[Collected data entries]
———

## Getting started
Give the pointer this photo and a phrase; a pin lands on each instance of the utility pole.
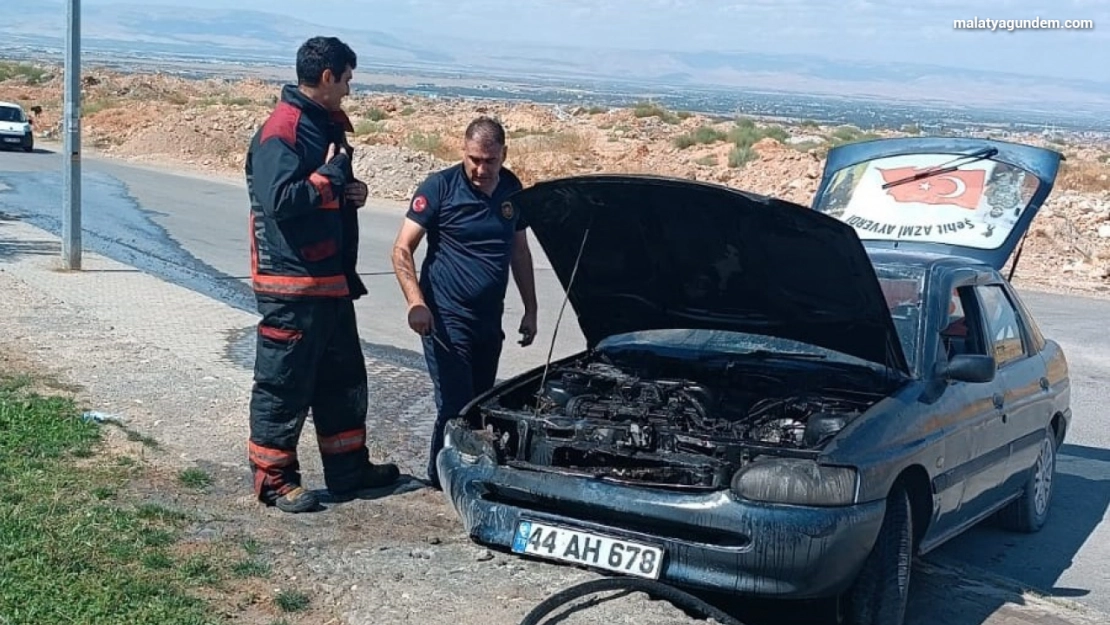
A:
(71, 165)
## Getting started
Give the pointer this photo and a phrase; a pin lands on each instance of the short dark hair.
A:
(485, 129)
(321, 53)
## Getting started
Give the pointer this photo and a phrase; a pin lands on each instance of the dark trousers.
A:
(462, 368)
(309, 356)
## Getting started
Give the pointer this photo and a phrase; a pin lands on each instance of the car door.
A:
(971, 419)
(1022, 382)
(1020, 376)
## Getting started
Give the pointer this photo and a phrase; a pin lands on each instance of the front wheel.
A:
(880, 593)
(1029, 512)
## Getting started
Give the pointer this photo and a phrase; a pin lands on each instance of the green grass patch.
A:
(194, 479)
(705, 135)
(72, 548)
(653, 110)
(27, 72)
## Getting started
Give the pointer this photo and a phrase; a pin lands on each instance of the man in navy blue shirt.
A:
(474, 239)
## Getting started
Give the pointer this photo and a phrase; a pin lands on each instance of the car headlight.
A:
(797, 482)
(470, 444)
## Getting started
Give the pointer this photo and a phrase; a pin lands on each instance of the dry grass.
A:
(1083, 177)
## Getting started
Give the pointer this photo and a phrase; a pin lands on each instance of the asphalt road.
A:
(192, 231)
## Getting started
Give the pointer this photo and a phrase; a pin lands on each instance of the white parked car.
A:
(14, 128)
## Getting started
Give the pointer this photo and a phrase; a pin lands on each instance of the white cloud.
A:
(874, 30)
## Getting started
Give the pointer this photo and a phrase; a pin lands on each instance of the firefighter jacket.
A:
(304, 237)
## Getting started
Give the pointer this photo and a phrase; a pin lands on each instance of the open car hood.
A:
(664, 253)
(976, 208)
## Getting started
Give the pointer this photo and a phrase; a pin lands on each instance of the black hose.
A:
(657, 590)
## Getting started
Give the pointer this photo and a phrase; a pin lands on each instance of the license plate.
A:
(587, 548)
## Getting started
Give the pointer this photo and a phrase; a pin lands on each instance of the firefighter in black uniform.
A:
(304, 244)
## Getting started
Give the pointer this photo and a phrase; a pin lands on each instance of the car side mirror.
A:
(971, 368)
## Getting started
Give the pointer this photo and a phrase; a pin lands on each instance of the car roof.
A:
(928, 261)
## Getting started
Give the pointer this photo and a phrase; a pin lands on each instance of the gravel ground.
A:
(160, 356)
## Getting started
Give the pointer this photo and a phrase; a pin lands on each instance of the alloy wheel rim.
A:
(1042, 479)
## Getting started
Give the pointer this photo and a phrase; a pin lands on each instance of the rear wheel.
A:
(881, 591)
(1029, 512)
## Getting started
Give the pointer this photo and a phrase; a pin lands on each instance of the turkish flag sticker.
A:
(961, 188)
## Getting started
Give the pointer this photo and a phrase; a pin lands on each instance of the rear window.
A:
(974, 204)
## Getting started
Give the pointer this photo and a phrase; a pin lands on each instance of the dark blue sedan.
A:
(778, 400)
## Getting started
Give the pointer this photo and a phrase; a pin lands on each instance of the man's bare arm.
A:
(404, 266)
(523, 272)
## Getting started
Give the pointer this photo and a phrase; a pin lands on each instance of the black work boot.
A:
(366, 477)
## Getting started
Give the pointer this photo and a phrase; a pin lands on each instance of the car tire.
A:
(1029, 512)
(880, 593)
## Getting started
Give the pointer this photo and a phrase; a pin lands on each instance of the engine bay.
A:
(668, 422)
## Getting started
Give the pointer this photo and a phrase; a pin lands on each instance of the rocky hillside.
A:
(205, 124)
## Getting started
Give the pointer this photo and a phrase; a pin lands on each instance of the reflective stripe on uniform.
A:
(350, 441)
(268, 459)
(319, 285)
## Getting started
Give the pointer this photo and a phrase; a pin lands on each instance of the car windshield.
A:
(951, 199)
(11, 113)
(902, 286)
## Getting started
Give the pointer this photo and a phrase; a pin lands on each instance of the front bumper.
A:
(11, 141)
(713, 541)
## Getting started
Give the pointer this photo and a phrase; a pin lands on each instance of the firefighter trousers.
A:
(309, 356)
(462, 362)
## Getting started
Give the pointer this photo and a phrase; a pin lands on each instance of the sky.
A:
(865, 30)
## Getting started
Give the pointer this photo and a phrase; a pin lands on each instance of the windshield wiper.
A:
(773, 354)
(945, 168)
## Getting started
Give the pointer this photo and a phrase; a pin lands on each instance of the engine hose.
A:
(679, 598)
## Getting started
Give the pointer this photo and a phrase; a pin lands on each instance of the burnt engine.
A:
(668, 431)
(667, 414)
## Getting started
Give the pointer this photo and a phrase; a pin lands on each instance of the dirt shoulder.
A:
(399, 558)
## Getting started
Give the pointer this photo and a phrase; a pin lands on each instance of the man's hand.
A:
(527, 329)
(356, 193)
(420, 320)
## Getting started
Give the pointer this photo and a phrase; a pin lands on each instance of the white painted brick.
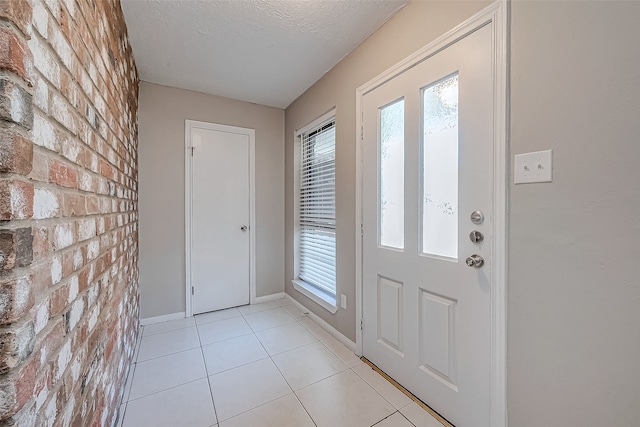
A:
(45, 204)
(43, 133)
(42, 317)
(56, 270)
(73, 289)
(63, 236)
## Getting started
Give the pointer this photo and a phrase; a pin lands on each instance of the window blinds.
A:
(317, 207)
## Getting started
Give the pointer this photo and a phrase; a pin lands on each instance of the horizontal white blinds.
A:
(317, 201)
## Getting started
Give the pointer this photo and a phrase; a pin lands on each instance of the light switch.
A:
(533, 167)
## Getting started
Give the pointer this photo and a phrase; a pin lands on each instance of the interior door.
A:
(220, 213)
(427, 171)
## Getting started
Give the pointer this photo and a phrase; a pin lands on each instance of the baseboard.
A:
(327, 327)
(267, 298)
(157, 319)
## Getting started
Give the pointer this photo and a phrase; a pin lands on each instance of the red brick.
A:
(15, 56)
(92, 205)
(16, 248)
(16, 153)
(63, 174)
(105, 169)
(16, 199)
(73, 205)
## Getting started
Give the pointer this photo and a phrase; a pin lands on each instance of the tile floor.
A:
(260, 365)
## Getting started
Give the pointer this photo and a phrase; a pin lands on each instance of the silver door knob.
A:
(475, 261)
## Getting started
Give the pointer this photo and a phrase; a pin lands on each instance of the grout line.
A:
(413, 397)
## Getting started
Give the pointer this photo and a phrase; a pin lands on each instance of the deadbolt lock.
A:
(475, 261)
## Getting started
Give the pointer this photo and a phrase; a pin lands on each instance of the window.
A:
(316, 212)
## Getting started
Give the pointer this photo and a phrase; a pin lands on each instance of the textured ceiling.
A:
(263, 51)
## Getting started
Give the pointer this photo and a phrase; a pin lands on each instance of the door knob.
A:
(475, 261)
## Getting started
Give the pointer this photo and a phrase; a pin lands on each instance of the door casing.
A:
(495, 15)
(189, 126)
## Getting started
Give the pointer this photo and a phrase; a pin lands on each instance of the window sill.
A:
(323, 299)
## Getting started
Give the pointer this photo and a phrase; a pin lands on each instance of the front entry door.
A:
(220, 215)
(427, 171)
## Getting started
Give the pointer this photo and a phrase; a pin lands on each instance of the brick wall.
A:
(68, 211)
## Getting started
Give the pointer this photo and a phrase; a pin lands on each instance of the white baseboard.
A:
(266, 298)
(327, 327)
(157, 319)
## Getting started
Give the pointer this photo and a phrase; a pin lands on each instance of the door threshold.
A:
(410, 395)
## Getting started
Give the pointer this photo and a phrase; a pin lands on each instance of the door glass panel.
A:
(440, 168)
(391, 197)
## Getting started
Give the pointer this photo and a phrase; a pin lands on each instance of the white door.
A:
(427, 166)
(220, 217)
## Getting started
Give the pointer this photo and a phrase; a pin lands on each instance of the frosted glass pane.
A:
(392, 175)
(440, 169)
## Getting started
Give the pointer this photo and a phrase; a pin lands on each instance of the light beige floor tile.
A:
(232, 353)
(169, 325)
(293, 311)
(166, 343)
(283, 301)
(307, 365)
(344, 400)
(283, 338)
(238, 390)
(223, 330)
(121, 412)
(340, 350)
(213, 316)
(255, 308)
(186, 405)
(419, 416)
(127, 384)
(167, 372)
(268, 319)
(284, 412)
(315, 329)
(395, 420)
(387, 390)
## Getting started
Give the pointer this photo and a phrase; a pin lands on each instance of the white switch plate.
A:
(533, 167)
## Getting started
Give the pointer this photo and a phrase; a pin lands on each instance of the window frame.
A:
(320, 296)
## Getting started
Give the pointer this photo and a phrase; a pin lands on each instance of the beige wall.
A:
(574, 281)
(162, 113)
(574, 275)
(409, 30)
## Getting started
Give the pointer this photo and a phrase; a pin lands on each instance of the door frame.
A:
(496, 15)
(189, 125)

———

> _Problem to work on_
Nothing but a number should be given: the number of lines in the records that contain the word "switch".

> _Answer to this exercise_
2